ENTRIES SUPPLIED:
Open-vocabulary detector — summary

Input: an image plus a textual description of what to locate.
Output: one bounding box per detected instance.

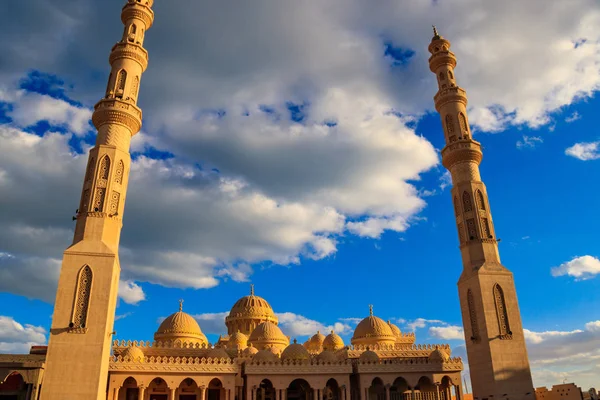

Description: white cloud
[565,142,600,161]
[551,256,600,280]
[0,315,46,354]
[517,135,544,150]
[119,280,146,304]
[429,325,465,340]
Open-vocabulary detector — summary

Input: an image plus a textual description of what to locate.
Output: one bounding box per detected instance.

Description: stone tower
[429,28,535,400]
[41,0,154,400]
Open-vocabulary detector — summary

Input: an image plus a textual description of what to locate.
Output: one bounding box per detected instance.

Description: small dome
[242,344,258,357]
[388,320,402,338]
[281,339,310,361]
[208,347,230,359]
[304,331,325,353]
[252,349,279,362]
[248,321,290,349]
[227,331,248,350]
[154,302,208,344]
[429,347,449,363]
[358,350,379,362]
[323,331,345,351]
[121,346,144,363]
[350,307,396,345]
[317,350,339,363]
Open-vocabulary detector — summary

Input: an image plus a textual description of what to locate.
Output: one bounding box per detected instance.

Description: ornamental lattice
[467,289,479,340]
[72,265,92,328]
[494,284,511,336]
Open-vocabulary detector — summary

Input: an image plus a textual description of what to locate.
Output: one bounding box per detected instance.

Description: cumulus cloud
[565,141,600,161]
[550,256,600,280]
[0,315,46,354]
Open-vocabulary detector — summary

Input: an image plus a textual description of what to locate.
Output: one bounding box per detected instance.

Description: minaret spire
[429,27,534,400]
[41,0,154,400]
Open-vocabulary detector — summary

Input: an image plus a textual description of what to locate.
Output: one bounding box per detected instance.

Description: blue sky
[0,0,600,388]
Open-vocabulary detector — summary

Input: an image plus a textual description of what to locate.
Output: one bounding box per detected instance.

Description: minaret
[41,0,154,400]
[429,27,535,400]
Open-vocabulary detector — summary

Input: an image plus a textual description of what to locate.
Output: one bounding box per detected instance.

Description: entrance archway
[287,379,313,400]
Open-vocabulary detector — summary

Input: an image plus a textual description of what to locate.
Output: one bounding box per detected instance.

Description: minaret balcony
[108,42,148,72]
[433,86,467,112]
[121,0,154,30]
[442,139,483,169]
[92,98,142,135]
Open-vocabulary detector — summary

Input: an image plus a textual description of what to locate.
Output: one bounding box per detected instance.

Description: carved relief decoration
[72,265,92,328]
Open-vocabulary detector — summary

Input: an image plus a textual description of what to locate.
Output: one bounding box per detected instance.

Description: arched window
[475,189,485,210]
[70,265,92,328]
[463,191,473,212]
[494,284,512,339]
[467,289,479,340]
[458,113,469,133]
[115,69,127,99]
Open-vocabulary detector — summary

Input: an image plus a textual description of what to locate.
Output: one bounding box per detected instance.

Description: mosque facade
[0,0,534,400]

WORK INSTRUCTIONS: Which lines in the items above contain the word "minaret"? Filter them out and copy each one in full.

WRITTEN ANSWER:
Description: minaret spire
Description: minaret
Description: minaret balcony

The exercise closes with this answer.